Exercise instructions →
Rewrite everything from the start of the data down to the line containing "<point>1135,384</point>", putting "Result" wherever "Report" appears and keeping the rest the same.

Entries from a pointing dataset
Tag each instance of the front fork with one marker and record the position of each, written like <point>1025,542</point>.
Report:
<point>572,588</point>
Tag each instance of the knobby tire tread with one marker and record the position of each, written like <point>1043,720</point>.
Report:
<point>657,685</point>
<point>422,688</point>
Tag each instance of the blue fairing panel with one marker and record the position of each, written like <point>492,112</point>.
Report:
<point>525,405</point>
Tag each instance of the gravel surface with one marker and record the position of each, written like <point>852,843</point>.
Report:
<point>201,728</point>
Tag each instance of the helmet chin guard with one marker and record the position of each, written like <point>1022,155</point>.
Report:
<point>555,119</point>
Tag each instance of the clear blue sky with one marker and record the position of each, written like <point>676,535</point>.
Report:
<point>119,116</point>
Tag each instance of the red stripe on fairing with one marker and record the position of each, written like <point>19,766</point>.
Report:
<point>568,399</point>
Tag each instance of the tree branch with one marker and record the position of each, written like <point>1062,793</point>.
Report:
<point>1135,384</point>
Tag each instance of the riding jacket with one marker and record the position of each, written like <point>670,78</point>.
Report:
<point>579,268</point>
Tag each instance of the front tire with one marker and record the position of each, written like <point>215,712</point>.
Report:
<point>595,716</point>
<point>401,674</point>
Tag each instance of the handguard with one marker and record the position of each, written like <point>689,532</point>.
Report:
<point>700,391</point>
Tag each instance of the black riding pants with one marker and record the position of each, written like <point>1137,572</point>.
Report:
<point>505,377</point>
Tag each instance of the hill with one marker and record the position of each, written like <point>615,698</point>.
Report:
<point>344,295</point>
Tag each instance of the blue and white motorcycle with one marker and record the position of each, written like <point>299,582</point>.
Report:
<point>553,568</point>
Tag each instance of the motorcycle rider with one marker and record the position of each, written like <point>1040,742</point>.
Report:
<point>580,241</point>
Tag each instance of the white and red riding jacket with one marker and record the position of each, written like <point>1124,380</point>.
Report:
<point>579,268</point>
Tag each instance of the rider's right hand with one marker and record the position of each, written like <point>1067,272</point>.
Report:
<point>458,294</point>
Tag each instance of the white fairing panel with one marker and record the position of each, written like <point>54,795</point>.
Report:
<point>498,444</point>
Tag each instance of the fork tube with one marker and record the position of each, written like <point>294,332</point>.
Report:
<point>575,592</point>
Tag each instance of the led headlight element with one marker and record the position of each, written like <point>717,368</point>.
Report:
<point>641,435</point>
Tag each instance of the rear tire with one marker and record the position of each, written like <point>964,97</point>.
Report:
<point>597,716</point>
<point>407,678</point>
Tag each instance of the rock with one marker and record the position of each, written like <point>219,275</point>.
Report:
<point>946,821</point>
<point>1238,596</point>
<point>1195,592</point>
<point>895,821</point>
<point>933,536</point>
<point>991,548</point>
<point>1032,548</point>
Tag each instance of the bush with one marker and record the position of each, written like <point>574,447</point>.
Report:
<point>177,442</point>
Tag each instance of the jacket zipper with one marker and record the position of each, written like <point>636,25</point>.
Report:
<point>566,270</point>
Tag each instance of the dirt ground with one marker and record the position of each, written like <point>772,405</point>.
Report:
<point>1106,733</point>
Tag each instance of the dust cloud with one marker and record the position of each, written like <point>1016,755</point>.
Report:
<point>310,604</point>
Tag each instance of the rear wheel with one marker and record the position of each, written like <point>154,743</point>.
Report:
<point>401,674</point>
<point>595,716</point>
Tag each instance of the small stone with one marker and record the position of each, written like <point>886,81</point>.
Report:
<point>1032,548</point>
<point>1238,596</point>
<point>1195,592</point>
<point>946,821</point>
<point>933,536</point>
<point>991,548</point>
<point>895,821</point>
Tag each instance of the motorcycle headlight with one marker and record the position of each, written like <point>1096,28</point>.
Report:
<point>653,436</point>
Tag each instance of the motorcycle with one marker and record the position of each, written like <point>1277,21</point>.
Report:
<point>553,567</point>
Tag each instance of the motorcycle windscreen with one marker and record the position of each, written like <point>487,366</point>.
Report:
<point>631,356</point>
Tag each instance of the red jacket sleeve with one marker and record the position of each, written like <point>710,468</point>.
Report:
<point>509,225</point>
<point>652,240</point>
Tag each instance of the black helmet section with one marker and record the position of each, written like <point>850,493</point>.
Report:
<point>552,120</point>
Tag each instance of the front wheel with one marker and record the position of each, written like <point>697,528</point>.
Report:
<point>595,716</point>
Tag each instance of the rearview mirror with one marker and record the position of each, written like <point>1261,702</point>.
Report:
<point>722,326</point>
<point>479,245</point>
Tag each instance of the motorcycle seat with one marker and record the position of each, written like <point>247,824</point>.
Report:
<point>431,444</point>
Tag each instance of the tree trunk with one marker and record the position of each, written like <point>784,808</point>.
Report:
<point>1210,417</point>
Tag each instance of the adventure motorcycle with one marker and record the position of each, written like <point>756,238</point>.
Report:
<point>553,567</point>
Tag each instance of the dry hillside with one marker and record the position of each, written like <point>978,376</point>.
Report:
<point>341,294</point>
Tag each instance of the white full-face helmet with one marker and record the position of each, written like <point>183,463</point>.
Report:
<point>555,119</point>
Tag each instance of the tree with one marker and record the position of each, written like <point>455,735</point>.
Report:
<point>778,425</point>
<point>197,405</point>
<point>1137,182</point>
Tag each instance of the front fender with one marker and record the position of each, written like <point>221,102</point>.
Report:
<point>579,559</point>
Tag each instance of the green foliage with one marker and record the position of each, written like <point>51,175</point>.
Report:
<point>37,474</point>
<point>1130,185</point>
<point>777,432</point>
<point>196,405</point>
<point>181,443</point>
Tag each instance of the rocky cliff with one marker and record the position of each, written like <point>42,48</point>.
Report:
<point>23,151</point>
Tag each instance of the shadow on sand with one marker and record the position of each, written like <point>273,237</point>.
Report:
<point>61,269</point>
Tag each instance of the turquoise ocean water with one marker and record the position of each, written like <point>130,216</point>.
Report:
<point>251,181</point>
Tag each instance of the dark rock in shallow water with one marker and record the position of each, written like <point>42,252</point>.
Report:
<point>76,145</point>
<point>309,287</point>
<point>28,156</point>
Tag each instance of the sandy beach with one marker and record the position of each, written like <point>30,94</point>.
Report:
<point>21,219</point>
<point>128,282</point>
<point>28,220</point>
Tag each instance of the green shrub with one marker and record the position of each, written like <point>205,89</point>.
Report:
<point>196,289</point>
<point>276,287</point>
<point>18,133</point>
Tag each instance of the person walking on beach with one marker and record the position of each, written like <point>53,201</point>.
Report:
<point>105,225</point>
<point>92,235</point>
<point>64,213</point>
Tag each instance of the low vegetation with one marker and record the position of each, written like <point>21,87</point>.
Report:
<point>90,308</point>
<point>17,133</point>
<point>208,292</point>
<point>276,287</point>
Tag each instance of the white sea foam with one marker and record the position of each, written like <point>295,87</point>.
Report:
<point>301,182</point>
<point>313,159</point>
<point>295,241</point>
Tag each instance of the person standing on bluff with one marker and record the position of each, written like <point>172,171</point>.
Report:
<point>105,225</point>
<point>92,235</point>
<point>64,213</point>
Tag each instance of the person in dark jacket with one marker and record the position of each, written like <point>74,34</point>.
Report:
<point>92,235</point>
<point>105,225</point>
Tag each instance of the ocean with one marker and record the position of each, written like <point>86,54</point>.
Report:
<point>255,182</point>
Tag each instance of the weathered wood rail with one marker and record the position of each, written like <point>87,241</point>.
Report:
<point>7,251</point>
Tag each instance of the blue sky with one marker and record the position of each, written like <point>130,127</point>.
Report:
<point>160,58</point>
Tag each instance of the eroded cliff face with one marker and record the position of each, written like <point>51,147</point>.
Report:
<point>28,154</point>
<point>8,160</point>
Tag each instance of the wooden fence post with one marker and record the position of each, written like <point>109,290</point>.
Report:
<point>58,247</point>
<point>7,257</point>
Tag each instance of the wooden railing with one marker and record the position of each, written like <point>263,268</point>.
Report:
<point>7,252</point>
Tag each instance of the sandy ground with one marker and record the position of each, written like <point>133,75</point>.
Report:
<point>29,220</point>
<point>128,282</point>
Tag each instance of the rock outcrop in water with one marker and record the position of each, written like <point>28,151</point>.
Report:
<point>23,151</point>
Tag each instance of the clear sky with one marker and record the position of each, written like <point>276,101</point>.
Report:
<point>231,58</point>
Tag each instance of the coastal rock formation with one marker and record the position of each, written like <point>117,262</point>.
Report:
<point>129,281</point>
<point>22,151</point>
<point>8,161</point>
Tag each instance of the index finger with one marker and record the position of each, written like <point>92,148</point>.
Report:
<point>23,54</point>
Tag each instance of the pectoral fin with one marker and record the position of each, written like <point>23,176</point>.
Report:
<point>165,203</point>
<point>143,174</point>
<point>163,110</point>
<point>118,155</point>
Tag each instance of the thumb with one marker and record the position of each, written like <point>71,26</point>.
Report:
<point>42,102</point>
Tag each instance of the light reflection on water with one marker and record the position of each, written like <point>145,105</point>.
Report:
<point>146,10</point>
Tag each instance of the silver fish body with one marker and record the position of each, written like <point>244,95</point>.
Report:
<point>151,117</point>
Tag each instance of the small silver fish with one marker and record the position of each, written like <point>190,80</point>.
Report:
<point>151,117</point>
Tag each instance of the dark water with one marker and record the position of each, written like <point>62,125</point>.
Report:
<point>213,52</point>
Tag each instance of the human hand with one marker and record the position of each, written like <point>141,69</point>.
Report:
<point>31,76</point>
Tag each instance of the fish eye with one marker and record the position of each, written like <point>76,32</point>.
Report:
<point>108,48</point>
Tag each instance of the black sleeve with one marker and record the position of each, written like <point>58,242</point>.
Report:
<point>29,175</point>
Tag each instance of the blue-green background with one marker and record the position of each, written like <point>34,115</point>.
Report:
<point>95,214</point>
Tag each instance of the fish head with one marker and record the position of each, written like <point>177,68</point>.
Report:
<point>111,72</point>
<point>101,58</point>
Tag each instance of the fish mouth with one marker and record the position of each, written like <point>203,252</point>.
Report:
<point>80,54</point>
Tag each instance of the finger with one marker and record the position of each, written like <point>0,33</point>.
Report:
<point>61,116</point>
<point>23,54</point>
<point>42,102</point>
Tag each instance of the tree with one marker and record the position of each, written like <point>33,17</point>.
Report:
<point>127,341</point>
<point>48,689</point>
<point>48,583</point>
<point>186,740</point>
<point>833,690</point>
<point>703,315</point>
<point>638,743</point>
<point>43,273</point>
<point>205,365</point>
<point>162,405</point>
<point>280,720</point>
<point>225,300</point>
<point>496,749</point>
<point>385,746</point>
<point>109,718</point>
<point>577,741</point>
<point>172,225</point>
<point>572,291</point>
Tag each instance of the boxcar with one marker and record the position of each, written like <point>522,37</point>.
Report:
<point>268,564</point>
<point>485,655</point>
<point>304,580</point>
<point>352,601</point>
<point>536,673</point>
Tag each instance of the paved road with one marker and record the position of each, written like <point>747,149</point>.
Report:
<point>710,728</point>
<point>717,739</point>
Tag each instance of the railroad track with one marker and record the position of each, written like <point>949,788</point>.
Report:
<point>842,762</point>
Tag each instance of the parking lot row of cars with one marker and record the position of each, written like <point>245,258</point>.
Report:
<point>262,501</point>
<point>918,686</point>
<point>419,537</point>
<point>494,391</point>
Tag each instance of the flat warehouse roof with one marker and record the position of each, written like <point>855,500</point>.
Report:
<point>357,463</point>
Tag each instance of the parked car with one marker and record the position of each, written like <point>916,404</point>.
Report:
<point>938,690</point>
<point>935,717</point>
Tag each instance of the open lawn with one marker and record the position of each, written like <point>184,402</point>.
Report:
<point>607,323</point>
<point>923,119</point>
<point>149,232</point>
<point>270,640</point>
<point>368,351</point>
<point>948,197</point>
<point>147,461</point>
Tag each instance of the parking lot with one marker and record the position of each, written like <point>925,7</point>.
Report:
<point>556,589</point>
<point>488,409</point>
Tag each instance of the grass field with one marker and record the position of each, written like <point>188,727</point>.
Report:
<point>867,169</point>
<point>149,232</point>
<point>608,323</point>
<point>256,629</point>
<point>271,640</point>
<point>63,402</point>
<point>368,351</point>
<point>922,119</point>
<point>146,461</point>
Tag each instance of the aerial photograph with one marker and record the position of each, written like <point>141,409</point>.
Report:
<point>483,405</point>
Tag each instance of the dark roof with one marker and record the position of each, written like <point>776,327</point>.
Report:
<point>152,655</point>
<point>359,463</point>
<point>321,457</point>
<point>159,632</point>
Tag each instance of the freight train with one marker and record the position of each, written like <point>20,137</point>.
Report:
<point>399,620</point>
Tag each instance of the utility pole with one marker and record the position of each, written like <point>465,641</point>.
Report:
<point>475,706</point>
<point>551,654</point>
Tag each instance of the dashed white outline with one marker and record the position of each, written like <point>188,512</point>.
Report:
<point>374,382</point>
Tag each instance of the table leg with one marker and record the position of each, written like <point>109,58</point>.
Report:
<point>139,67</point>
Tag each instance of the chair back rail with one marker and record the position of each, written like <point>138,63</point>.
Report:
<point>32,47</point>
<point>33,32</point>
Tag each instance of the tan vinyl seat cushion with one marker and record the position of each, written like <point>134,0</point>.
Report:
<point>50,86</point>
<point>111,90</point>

Exercise solution →
Tag each instance of the front fork with one marker and record the position of each, written like <point>1025,542</point>.
Result:
<point>572,588</point>
Tag each instance of the knobby tire tread with one marker and record the position of each, written like <point>1043,720</point>.
Result:
<point>657,685</point>
<point>422,688</point>
Tag each instance of the blue fairing panel with one marker and record the position of each, written like <point>492,112</point>.
Result:
<point>525,405</point>
Tag each instance of the gravel surface with one marker and record the position of each, written like <point>852,843</point>.
Result:
<point>201,728</point>
Tag each instance of the helmet chin guard with one marker and record the position of each, written like <point>1022,155</point>.
Result:
<point>555,119</point>
Tag each instance of the clear blue sky with one marker and record the position of each, written like <point>676,535</point>.
Result:
<point>119,116</point>
Tag each instance of the red stripe on fairing with one marker and record the position of each, written like <point>19,766</point>.
Result:
<point>568,399</point>
Tag each instance of the tree branch with one marker and record the position of each, written like <point>1062,793</point>.
Result:
<point>1135,384</point>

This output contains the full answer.